▸ Stated problem 1
In the equity essay, at what time did the retired mentor tell his classes to meet him at the campus bookstore?
▸ Stated problem 2
Reproduce the passage of the equity essay from "There is no" to "(USCCB). Kindle Edition.)".

The Evolution and Implementation of Equity (Part II)

In Part I of this essay, we discussed the origins of the term “equity,” its original meaning of fairness, its degeneration into forced equality of outcome, and its eventual inversion into unfair repression of some groups as a necessary means to bring about successful outcomes for others.

In this second part, we describe how equity—equality of outcome—is implemented in various socio-political models. Our point is that equity as fairness brought about voluntarily through love for neighbor is good, true, and beautiful, but that “equity” as involuntarily forced equality of outcome is inconsistent with human freedom and dignity, and is therefore an unnecessary and intolerable evil.

V. Equity Implemented Voluntarily Through Love of Neighbor

When equity, generously (or originally defined), is implemented within a social group freely and voluntarily by the members of the group, it may result in equality. This form of equity is unique in that it is the only kind that not only meets the material needs of the members of the community but also their needs to be respected, appreciated, and loved as they are helped with material support of their rational nature. Such a form of equity is consistent with the dignity and freedom of the human person.

This manner of equity implementation is historically proven to work, more than once, most famously in the New Testament book of Acts: “And all who shared the faith owned everything in common; they sold their goods and possessions and distributed the proceeds among themselves according to what each one needed. Each day, with one heart, they regularly went to the Temple but met in their houses for the breaking of bread; they shared their food gladly and generously; they praised God and were looked up to by everyone.”

Josef Ratzinger, Pope Benedict XVI, advocated for this  “Civilization of Love” and offered it as a model for every country, rejecting the notion that the ideal society can be attained through any arrangement of State-centered bureaucracy:

There is no ordering of the State so just that it can eliminate the need for a service of love. Whoever wants to eliminate love is preparing to eliminate man as such. There will always be suffering which cries out for consolation and help. There will always be loneliness. There will always be situations of material need where help in the form of concrete love of neighbor is indispensable…The State which would provide everything, absorbing everything into itself, would ultimately become a mere bureaucracy incapable of guaranteeing the very thing which the suffering person—every person—needs: namely, loving personal concern. (Pope Benedict XVI. God Is Love (Deus Caritas Est) (pp. 36-37). United States Conference of Catholic Bishops (USCCB). Kindle Edition.)

In principle, the best way to implement equity as fairness would be freely, voluntarily, with the colleges acting as “nurturing mothers” (the plural meaning of “alma mater”), and with the college professional community doing voluntarily whatever it takes to support our students.

Many faculty members have been acting under this model for years. For just one example, many years ago one of our mentors, long retired, would announce to his classes during the first week instruction that if they didn’t have money to buy their books they could meet him at the campus bookstore at 5:00pm. He took them inside and bought their books for them—willingly, not through taxation, involuntary redistribution, or force. Similarly, the whole nursing faculty and student body at Madera Community College work with the community—volunteering freely to provide students with food, including hot, prepared meals, clothing, and even freedom from sex-trafficking. They work with the local “soup kitchen,” a term they use to disguise the “religious” name of the facility, which may offend if uttered on a public college campus. These nursing instructors and trainees would not want to (appear to) violate the non-establishment clause of the First Amendment.

Our campus has a food pantry through which college personnel distribute (freely donated) food to our students and their families. None of the efforts of these college professionals are required by their professional job descriptions. They are doing significant work toward the implementation of equitable outcomes and are contributing to the formation of a civilization of love.

▸ Given information
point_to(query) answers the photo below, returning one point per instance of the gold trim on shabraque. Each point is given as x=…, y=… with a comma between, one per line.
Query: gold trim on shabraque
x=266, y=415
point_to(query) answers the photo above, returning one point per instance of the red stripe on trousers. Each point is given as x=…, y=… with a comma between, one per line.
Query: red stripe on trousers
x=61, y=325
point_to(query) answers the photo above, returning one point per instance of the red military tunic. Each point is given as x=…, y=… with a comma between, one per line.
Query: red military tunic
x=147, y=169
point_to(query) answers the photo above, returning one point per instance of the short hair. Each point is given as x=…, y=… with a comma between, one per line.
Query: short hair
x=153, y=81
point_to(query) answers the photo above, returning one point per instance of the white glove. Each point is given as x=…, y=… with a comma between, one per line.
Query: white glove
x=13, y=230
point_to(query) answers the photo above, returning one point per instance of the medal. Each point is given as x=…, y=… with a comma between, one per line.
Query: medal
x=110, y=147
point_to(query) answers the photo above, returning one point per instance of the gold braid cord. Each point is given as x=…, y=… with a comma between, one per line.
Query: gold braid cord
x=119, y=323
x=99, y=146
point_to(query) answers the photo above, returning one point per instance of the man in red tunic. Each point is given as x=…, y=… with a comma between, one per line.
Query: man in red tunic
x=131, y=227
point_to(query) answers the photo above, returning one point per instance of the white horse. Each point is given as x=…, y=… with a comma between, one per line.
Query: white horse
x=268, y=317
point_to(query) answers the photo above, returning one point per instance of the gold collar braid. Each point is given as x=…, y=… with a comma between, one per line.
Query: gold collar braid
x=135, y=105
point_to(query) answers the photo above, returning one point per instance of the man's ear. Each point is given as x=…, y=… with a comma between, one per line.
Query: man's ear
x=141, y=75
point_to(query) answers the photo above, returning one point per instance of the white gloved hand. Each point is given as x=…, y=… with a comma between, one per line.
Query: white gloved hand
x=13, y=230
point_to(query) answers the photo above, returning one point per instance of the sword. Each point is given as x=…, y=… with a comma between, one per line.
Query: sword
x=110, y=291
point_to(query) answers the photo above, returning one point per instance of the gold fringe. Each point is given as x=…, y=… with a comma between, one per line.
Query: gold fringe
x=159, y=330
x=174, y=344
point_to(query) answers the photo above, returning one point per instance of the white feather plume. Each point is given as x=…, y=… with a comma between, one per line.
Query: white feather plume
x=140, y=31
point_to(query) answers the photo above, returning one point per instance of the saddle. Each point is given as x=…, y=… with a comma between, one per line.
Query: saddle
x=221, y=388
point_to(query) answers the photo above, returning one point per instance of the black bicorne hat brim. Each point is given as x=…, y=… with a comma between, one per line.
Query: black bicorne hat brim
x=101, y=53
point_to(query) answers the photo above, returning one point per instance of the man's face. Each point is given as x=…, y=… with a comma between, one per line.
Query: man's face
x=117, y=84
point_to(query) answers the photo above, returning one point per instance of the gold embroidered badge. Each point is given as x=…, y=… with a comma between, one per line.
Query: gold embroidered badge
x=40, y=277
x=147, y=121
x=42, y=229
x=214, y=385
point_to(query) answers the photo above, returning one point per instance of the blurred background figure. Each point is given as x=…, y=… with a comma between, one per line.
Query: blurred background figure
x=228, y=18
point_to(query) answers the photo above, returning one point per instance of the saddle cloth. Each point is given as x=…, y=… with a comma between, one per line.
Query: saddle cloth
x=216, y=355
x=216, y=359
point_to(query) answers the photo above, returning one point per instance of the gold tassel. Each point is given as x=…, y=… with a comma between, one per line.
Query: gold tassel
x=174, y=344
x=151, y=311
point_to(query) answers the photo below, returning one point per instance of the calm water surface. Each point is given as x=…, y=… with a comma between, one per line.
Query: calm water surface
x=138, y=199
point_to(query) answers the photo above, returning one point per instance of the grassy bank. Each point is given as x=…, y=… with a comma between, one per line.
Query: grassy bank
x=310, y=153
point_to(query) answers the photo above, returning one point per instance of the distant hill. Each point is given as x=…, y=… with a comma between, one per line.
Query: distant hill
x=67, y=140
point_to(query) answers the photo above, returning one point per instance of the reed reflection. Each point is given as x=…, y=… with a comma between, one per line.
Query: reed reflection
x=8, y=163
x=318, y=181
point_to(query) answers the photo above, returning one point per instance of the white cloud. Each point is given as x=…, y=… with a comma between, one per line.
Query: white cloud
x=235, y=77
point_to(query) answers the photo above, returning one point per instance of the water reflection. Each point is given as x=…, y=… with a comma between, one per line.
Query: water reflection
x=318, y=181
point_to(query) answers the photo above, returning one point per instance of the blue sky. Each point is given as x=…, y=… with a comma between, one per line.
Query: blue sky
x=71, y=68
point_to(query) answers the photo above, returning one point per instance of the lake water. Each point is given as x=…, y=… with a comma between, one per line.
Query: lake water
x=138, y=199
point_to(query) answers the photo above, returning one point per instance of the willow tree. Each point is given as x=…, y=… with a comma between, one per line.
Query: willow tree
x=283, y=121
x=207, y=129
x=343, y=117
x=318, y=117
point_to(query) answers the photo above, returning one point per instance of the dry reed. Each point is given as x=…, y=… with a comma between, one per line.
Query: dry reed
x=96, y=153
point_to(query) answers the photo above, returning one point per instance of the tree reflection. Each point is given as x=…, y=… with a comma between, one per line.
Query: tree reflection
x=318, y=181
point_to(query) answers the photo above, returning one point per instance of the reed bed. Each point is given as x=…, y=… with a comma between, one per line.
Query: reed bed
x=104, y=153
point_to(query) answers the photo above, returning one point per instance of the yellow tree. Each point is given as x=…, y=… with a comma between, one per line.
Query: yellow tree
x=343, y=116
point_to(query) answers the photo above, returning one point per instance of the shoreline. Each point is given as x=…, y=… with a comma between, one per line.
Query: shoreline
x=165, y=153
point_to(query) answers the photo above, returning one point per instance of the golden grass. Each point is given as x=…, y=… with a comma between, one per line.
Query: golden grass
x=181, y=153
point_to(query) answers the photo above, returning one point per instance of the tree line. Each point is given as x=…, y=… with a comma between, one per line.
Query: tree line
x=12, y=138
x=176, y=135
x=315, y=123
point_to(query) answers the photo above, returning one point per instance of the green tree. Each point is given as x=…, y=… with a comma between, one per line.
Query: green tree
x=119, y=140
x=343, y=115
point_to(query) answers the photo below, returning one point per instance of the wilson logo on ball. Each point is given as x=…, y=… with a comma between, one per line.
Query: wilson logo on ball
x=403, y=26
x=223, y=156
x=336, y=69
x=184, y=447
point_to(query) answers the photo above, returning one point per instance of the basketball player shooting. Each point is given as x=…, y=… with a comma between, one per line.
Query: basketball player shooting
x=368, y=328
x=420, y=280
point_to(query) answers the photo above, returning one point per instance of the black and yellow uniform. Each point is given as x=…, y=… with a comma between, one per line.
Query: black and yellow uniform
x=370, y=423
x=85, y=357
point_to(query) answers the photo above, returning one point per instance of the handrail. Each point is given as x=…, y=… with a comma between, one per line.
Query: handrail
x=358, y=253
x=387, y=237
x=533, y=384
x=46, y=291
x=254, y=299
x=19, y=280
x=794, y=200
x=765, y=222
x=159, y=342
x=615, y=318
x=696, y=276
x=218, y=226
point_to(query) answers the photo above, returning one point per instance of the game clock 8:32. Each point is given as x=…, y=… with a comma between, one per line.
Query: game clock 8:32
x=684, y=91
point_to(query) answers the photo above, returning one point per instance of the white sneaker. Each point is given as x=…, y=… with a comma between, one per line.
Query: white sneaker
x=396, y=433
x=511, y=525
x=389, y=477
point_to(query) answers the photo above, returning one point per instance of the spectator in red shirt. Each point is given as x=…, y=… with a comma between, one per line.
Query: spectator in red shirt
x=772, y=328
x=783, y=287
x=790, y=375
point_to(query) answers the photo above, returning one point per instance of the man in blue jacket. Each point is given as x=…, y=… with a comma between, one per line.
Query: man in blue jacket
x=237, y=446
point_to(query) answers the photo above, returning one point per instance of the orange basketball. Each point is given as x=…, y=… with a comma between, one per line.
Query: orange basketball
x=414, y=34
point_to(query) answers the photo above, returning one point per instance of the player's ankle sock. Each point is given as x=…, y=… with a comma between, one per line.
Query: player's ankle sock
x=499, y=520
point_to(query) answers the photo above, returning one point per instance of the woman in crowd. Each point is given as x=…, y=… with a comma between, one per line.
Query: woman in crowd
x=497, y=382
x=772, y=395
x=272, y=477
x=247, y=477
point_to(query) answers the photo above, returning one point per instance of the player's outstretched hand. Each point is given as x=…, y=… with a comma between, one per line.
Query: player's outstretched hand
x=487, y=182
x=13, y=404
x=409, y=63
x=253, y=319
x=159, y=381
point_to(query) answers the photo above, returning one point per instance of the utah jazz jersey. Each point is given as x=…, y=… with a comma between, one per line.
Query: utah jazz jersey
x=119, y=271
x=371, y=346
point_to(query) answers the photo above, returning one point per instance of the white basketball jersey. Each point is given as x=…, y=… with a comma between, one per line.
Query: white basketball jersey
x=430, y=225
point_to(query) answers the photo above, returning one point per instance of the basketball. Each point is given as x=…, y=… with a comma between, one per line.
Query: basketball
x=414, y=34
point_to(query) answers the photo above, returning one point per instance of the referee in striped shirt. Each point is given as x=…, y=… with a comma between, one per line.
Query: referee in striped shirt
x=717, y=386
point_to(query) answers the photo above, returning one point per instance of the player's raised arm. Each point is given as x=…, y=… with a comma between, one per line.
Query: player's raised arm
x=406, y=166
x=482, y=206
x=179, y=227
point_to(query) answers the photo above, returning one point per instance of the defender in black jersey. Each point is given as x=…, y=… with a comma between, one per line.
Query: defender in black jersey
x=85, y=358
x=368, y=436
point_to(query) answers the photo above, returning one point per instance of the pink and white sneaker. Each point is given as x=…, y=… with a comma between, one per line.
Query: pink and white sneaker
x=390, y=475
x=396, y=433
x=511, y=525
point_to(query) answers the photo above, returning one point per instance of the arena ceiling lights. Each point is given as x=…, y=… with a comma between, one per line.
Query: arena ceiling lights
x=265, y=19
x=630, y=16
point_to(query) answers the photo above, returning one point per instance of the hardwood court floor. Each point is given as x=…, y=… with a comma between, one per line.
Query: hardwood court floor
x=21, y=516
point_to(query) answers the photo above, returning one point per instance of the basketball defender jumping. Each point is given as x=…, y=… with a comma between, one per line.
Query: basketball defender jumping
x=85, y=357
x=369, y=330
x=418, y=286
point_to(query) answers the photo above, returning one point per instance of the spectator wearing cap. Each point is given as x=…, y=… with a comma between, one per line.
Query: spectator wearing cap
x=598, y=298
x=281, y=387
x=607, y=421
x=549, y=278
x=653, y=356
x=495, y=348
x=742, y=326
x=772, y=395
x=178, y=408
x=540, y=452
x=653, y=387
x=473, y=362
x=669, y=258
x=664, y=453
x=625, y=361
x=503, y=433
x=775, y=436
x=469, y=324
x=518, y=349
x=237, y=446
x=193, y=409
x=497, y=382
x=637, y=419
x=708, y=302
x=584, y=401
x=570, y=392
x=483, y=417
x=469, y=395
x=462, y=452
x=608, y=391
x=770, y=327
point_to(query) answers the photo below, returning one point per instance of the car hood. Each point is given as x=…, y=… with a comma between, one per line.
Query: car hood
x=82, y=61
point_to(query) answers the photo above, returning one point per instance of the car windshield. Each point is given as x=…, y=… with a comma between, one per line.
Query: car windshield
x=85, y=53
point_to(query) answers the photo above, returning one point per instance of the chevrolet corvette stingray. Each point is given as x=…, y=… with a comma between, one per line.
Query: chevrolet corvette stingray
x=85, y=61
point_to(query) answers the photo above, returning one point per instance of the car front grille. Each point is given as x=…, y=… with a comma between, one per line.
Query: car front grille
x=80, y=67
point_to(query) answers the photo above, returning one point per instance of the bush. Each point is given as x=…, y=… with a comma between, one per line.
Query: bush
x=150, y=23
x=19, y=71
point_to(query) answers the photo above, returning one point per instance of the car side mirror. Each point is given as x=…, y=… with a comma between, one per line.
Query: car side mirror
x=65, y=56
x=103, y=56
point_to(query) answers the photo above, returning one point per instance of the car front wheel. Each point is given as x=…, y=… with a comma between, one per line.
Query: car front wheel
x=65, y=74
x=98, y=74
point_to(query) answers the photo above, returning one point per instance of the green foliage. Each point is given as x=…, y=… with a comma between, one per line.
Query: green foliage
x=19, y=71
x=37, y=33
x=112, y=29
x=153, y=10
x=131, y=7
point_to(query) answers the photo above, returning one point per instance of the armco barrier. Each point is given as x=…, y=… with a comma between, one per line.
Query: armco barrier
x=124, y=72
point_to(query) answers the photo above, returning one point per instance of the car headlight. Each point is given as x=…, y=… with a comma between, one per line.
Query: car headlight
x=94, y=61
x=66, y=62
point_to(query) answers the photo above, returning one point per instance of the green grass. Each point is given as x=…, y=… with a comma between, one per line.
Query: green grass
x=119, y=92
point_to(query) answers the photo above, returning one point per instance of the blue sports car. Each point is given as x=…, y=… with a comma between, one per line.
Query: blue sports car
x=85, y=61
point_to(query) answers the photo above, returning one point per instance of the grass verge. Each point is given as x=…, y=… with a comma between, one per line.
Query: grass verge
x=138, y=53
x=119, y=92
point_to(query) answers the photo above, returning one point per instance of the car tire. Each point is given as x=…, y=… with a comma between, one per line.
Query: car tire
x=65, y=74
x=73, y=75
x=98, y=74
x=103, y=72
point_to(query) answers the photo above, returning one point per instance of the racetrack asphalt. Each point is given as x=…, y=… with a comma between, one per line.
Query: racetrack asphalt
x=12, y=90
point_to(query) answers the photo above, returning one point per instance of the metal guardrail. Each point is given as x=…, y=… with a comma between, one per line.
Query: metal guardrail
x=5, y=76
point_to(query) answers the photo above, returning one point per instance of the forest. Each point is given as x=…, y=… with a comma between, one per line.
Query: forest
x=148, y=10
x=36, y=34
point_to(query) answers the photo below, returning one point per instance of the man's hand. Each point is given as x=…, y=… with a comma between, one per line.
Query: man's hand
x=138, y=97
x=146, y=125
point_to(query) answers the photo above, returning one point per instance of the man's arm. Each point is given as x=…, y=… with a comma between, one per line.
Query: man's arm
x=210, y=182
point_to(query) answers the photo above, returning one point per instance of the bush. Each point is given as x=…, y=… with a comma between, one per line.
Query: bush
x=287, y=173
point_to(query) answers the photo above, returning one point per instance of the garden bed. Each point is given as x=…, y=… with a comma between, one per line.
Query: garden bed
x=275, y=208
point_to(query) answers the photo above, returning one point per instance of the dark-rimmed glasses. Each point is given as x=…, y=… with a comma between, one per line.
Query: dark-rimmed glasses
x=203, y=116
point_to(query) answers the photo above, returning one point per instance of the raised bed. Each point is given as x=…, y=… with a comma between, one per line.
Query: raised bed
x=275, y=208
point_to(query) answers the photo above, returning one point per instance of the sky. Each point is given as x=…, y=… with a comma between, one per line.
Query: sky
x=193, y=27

▸ Task response 1
5:00pm

▸ Task response 2
There is no ordering of the State so just that it can eliminate the need for a service of love. Whoever wants to eliminate love is preparing to eliminate man as such. There will always be suffering which cries out for consolation and help. There will always be loneliness. There will always be situations of material need where help in the form of concrete love of neighbor is indispensable…The State which would provide everything, absorbing everything into itself, would ultimately become a mere bureaucracy incapable of guaranteeing the very thing which the suffering person—every person—needs: namely, loving personal concern. (Pope Benedict XVI. God Is Love (Deus Caritas Est) (pp. 36-37). United States Conference of Catholic Bishops (USCCB). Kindle Edition.)